• _ACTION ITEM_
What is expected is a word-for-word copy of all the entries.

[Referring expression data]

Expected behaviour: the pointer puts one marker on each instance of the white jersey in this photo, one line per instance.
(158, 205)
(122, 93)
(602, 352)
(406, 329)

• _SOLVED PROBLEM_
Expected behaviour: the pointer puts one marker on each instance of the white jersey in this photo, one line per instance.
(158, 205)
(122, 93)
(602, 352)
(406, 329)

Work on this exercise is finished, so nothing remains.